_PROBLEM REQUIREMENTS:_ Starting with the first line of the records, write out each line exactly until you have included the line containing "Indicate one point for each instance of the white".

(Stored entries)
────

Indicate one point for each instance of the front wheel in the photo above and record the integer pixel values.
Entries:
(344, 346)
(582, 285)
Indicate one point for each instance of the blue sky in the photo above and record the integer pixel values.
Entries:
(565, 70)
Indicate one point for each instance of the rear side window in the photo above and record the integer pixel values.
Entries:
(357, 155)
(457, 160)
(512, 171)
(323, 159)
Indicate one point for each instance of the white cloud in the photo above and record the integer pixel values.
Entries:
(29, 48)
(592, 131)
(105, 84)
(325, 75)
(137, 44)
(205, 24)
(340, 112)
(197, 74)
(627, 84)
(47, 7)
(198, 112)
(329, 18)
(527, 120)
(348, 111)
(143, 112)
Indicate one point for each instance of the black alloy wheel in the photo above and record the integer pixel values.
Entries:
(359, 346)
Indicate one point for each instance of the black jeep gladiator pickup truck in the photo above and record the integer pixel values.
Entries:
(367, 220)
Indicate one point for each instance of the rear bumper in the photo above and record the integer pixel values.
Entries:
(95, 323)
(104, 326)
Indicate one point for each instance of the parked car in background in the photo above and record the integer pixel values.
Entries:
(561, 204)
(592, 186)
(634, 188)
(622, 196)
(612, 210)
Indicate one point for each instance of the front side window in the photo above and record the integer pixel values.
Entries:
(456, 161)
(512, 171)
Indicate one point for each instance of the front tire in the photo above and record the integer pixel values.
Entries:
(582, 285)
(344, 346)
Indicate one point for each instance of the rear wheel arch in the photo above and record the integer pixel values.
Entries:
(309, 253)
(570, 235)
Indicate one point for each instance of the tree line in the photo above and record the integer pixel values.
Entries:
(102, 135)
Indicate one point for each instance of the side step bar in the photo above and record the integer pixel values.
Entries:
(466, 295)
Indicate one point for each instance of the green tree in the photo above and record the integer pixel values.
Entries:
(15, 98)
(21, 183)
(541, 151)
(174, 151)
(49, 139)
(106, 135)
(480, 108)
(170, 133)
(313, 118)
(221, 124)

────

_RESPONSE AREA:_
Indicate one point for each instance of the front wheel in the photo above and record the integer pixel values.
Entries:
(344, 346)
(582, 285)
Indicate one point for each instance of the blue sky in the photo above and record the integer pixel values.
Entries:
(565, 70)
Indicate one point for each instance of the rear side window in the photo above and record the integer pixel values.
Entries:
(357, 155)
(457, 160)
(512, 171)
(323, 159)
Indicate one point for each instance of the white cloud in the photo above and record the integer pixel values.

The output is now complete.